* EXERCISE BRIEF *
If a line comes after the one containing "column 434, row 64", leave it out; copy every line before it, and that line too, exactly as written, starting from the first line of the entries.

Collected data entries
....

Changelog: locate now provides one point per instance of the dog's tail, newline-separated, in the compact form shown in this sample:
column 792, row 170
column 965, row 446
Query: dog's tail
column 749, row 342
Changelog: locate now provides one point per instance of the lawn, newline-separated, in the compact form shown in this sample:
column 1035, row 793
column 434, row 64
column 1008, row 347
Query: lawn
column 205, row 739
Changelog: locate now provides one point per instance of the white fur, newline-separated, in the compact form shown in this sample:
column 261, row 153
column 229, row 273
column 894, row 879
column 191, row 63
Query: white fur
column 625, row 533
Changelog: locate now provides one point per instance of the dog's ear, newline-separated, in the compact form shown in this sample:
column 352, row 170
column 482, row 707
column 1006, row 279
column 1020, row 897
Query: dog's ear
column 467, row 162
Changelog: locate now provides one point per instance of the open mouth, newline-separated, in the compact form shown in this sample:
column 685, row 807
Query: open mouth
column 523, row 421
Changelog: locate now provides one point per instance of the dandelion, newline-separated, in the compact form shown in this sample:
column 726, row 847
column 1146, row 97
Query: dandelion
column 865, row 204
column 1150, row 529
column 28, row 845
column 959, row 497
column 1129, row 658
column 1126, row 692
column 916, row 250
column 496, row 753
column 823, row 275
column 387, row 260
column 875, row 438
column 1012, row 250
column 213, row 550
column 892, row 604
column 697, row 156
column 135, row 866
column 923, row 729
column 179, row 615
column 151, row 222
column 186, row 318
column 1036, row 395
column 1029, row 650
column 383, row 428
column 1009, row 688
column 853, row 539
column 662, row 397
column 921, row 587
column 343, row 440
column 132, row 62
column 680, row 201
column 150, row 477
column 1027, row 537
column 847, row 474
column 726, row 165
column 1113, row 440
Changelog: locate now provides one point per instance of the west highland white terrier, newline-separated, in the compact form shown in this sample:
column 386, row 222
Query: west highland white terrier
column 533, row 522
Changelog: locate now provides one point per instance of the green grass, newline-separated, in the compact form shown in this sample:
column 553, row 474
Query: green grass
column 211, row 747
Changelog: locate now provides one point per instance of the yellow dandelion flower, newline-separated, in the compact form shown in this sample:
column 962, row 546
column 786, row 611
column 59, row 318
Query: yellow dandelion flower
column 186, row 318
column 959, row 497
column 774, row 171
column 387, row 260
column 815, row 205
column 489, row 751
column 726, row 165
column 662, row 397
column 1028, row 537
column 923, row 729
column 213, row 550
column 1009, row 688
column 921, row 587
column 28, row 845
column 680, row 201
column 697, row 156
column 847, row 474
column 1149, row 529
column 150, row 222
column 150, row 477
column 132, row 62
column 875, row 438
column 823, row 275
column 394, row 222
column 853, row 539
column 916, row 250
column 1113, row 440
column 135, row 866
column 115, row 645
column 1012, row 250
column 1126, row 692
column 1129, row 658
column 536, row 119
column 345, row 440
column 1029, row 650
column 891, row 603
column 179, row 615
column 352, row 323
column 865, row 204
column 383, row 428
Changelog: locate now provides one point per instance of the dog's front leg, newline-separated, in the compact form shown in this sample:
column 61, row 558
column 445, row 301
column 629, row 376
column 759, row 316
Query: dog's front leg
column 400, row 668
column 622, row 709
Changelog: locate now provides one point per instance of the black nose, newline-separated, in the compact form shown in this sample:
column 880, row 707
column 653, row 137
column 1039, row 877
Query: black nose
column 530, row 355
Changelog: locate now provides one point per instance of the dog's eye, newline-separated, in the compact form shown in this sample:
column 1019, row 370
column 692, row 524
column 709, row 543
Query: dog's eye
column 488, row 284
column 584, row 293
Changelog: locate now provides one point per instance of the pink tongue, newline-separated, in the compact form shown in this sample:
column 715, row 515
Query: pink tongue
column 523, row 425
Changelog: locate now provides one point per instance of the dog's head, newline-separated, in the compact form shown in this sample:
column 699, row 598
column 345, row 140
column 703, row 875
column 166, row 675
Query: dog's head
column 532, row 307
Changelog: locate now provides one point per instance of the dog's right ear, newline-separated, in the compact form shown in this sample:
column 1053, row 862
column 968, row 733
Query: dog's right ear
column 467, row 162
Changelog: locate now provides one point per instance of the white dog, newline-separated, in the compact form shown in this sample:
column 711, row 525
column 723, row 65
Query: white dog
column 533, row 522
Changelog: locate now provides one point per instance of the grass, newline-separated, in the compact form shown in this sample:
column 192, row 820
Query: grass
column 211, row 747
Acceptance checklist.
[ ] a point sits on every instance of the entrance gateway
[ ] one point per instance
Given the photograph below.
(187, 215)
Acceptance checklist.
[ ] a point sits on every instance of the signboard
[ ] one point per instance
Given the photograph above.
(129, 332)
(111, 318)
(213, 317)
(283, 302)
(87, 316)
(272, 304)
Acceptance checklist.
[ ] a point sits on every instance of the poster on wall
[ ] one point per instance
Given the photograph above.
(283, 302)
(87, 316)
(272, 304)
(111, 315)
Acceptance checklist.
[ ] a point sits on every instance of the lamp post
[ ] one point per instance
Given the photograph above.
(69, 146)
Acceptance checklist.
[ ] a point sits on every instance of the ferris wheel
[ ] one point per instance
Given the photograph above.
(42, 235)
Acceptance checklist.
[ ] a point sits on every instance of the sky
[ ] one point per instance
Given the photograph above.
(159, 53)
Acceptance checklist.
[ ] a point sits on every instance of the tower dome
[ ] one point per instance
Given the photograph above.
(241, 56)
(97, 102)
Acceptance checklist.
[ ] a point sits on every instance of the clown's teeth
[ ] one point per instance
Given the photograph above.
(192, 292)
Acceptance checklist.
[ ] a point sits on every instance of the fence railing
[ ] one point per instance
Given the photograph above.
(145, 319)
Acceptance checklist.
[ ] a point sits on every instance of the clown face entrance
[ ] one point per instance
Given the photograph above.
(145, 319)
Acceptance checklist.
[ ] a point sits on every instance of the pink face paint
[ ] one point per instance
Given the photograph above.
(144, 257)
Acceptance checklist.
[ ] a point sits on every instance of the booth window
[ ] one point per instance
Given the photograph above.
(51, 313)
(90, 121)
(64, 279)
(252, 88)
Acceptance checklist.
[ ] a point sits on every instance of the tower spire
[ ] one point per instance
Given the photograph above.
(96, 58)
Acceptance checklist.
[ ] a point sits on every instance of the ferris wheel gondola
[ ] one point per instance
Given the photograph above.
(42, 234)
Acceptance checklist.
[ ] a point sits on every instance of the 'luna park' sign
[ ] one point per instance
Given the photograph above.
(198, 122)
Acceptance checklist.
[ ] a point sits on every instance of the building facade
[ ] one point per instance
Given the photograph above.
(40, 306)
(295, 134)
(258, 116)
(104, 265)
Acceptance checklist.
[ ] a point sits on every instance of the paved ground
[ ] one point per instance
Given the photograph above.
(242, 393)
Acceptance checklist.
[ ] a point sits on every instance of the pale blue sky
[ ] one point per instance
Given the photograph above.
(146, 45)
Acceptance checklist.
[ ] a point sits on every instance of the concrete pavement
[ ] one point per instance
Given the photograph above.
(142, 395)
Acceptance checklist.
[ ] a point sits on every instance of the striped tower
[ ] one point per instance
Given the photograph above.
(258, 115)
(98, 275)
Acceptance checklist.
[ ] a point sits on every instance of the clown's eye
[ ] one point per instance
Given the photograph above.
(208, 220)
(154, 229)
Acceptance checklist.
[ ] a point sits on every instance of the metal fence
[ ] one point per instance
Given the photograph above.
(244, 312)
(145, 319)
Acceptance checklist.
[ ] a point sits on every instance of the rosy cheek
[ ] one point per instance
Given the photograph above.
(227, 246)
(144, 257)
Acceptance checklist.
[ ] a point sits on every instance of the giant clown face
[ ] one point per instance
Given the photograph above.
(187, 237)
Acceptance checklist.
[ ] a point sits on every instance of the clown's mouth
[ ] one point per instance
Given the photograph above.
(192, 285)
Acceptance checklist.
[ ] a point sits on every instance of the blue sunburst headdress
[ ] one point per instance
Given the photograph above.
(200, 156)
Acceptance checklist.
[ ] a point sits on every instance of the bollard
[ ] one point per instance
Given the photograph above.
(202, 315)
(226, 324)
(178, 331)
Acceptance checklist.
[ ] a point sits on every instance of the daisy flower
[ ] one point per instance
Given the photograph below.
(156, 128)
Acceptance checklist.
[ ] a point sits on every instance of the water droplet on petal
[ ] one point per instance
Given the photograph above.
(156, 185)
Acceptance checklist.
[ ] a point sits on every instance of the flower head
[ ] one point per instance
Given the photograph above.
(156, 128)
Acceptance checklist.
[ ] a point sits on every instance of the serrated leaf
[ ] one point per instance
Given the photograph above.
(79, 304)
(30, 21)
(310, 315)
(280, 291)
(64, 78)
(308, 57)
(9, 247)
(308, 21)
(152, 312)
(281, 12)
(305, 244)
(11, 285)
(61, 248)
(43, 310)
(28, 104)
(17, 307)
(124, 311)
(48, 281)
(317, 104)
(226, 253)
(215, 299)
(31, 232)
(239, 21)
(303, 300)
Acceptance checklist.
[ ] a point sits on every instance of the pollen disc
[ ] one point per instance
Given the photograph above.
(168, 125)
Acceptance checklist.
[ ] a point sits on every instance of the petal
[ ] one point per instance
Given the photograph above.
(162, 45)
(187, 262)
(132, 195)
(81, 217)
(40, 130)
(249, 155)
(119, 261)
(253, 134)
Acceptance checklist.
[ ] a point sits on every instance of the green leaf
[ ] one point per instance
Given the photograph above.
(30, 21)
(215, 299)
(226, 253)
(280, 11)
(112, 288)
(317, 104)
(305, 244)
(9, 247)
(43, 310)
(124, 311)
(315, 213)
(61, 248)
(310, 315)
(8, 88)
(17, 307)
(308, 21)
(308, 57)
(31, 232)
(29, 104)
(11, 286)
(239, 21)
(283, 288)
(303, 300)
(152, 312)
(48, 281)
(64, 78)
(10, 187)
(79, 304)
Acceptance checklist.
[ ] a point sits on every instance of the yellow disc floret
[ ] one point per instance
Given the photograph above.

....

* COMPLETED EXERCISE *
Changelog: locate now provides one point per instance of the dog's tail, newline-separated, in the compact form shown in this sample:
column 792, row 170
column 965, row 446
Query: dog's tail
column 749, row 342
Changelog: locate now provides one point per instance of the lawn, newline-separated, in the compact form shown in this sample:
column 1035, row 793
column 434, row 64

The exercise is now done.